## Given text
□ □ □ □ □ □ □

A minimal implementation of GPT-2 in Rust and C++.
This is a barebones implemenation of GPT-2 in Rust and C++. We also implement a minimal Tensor Library for the same. Currently, this only supports inference on the GPT-2 model with float32 weights on CPU.
If you're at NYU CS, here is how to setup the enviroment on crunchy5
. Check if you have cargo (for Rust) installed using cargo -V
else you can to install it from rustup.
Ensure you have enough disk space in your home directory, else you can run this all in /scratch
.
module load cmake-3
module load gcc-9.2
module load python-3.10
# install cargo if not available
curl https://sh.rustup.rs -sSf | sh
Download the weights from dropbox into the python folder. Check the md5sum of the weights matches.
cd python
wget -O model_weights.zip "https://www.dropbox.com/scl/fi/wvz1tk6e34s7jhwbsmo46/model_weights.zip?rlkey=7b1mu9qsn1y593u64awpglmyz&dl=0"
unzip model_weights.zip
# md5sum model_weights.json
# b6bee56f309b9f026798b1cf93dbd520 model_weights.json
If you can't download the weights, you can create the weights using the code in the python folder.
cd python
pip install -r requirements.txt
python get_gpt_weights.py
For the rust implementation, use the -t for no. of threads, -n for no. of tokens to generate, and -m for the model path in json format.
cd rust;
cargo build --release;
./target/release/gptx -t 8 -n 20 -m ../python/model_weights.json
For the CPP implementation, the same commands apply.
cd cpp
mkdir build
cd build
cmake -DCMAKE_BUILD_TYPE=Release ..
make
./gptx -t 8 -n 20 -m ../../python/model_weights.json
After building the binaries for both the projects, run the scripts for the threads like in the scripts
folder.
cd rust
sh ../scripts/rust.sh
cd cpp
sh ../scripts/cpp.sh
Plot the results using the script in python
folder.
cd python
python plot_benchmarks.py
We experiment with parallelizing the tensor multiplications using multi-threading, using the rayon crate for rust and OpenMP for C++.

□ □ □ □ □ □ □

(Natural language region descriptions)
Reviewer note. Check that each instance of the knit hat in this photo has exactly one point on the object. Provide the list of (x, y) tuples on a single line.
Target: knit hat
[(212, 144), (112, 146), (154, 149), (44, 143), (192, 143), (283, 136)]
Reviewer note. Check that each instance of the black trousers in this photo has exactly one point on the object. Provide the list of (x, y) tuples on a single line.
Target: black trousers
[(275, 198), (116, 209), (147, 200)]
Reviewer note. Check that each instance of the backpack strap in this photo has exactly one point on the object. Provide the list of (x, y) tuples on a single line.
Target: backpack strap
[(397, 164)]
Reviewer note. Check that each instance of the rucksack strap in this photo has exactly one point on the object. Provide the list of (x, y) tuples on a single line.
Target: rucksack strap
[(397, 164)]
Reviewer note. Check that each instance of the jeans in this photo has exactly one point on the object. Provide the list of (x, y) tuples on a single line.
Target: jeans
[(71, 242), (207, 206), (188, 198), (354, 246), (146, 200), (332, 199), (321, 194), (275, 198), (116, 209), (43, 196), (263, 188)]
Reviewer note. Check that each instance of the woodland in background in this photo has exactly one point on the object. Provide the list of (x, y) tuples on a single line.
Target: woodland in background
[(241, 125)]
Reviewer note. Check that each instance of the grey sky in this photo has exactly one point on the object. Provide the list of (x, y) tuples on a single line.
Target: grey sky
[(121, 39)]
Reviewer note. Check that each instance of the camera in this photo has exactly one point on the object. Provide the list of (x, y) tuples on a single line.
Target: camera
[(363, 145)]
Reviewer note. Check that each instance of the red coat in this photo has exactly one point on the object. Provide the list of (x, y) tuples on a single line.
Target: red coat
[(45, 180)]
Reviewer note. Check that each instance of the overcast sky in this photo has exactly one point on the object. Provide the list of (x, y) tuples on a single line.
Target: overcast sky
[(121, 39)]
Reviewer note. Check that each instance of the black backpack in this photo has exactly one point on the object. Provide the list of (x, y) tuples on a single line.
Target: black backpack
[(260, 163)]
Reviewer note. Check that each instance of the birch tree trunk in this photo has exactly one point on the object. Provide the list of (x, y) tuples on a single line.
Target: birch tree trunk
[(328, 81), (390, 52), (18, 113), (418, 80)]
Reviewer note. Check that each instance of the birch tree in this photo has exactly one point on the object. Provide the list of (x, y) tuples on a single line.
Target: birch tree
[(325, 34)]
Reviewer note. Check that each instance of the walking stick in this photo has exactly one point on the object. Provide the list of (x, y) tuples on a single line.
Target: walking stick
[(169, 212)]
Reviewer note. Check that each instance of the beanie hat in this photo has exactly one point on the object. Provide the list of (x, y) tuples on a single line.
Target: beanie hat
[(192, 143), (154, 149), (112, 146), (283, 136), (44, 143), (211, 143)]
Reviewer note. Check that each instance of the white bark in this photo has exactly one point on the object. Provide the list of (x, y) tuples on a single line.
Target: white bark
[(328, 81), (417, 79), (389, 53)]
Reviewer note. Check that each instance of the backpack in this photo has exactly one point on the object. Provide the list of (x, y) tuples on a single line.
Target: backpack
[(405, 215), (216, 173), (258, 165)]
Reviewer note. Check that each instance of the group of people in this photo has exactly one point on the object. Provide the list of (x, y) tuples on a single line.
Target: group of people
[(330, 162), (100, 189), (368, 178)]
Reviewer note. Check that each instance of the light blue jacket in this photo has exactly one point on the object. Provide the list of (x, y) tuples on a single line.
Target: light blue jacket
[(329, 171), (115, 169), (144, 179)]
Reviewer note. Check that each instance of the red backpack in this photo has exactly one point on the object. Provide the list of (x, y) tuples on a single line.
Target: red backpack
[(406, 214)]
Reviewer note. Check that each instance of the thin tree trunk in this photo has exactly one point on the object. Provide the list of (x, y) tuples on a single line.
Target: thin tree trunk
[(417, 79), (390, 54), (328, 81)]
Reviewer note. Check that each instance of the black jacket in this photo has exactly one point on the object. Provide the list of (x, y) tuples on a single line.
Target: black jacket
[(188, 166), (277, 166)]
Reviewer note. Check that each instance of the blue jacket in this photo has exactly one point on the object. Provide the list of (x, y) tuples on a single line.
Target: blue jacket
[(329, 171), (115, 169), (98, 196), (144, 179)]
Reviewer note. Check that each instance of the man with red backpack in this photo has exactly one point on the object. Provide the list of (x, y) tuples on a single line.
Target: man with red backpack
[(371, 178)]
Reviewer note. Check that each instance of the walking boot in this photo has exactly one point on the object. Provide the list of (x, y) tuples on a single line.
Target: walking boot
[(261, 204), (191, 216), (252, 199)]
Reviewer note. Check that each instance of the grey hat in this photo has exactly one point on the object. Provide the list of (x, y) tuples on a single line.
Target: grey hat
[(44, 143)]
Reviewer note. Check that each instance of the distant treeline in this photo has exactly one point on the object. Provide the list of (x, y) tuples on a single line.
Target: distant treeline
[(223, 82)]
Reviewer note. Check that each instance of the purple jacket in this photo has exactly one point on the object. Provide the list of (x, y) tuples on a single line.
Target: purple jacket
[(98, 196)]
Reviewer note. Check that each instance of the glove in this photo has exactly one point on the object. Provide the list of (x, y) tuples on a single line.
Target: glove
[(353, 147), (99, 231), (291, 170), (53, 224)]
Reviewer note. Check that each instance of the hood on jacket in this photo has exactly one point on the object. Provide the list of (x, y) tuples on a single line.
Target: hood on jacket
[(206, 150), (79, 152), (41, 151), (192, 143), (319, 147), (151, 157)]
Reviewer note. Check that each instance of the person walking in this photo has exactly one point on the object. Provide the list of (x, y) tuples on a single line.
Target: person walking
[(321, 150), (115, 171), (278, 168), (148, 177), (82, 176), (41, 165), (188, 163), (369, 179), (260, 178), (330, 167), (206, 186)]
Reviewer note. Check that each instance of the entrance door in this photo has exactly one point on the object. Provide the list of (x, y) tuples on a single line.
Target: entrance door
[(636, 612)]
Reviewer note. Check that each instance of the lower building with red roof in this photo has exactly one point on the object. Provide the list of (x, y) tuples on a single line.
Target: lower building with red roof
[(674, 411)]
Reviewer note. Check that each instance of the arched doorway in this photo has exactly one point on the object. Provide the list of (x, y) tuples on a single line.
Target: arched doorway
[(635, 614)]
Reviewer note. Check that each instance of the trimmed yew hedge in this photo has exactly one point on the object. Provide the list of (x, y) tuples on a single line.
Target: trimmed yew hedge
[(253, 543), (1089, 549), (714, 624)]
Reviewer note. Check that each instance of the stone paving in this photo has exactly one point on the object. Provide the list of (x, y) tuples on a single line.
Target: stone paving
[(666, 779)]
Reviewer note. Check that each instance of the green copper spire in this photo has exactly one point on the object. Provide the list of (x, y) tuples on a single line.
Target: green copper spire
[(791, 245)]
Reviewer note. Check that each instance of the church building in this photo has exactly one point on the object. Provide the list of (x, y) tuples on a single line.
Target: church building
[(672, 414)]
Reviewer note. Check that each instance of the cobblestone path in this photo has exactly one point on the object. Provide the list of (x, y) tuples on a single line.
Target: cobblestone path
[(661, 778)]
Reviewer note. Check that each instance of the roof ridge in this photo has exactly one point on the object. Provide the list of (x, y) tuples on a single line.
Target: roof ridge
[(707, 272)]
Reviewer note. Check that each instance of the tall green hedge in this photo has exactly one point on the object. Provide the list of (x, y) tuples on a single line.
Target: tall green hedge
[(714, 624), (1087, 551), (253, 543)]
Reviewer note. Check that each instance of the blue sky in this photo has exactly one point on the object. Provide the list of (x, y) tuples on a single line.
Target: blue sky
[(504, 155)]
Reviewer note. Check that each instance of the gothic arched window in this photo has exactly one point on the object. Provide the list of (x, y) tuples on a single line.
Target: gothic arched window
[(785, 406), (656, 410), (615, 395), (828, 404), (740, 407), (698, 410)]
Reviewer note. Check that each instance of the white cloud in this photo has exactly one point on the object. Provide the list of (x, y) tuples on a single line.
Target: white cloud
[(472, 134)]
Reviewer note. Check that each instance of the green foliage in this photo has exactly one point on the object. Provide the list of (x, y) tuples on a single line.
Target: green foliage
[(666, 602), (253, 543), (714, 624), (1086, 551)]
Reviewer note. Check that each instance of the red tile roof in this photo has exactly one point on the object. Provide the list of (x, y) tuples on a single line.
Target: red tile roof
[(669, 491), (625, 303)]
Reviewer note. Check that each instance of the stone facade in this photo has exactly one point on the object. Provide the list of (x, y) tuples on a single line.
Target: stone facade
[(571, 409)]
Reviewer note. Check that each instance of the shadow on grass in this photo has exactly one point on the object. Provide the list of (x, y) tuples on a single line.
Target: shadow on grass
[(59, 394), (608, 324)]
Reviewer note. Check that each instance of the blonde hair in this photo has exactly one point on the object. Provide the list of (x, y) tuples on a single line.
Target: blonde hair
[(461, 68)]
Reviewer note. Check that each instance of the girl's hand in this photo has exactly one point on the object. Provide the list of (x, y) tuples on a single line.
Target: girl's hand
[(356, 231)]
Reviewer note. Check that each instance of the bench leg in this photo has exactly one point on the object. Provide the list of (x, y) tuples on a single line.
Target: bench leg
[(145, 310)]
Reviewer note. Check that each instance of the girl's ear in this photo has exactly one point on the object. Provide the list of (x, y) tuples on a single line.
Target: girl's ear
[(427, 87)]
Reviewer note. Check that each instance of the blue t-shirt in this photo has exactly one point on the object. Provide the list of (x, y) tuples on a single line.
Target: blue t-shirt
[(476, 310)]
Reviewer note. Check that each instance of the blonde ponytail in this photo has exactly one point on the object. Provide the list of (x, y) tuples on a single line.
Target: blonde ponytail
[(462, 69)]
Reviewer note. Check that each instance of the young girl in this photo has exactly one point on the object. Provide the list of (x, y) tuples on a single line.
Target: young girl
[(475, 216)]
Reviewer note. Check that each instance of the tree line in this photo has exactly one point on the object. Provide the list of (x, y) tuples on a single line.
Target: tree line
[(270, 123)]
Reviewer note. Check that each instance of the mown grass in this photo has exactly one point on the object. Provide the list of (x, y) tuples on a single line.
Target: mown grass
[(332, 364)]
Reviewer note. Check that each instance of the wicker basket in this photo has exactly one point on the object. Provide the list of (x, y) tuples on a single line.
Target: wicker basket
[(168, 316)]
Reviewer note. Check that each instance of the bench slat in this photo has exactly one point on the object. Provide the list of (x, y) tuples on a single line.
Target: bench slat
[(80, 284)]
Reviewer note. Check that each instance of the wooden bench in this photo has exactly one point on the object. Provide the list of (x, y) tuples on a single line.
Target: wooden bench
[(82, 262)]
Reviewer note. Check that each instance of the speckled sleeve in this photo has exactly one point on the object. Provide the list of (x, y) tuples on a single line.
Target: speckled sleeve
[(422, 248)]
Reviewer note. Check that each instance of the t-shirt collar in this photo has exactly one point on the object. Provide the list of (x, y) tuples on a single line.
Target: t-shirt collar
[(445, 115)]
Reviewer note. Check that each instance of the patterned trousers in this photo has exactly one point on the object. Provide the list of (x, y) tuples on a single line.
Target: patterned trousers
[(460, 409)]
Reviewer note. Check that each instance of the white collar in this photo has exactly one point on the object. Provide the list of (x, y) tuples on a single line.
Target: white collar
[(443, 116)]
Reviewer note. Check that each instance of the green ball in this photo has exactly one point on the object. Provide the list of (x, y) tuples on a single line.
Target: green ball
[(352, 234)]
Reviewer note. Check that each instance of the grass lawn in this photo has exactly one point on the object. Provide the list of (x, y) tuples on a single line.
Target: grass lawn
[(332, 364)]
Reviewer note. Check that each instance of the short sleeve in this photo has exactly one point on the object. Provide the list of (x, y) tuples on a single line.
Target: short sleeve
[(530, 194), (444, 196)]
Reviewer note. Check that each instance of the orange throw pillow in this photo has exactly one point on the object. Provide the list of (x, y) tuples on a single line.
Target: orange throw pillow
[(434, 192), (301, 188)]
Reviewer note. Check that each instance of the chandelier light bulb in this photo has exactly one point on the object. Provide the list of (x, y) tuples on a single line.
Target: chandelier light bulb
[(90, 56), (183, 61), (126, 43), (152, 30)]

□ □ □ □ □ □ □

## Questions on the material
**1.** In the GPT-2 implementation text, what is used to parallelize tensor multiplications in the Rust version?
**2.** Summarize the GPT-2 implementation text in two sentences.
The listing has no connection to the GPT-2 implementation text.

## Task-by-task answers
**1.** The rayon crate.

**2.** This is a barebones implementation of GPT-2 in Rust and C++ with a minimal tensor library, and it currently supports only inference with float32 weights on CPU. The model weights come from Dropbox or can be created with the code in the python folder, and tensor multiplications are parallelized through multithreading with the rayon crate for Rust and OpenMP for C++.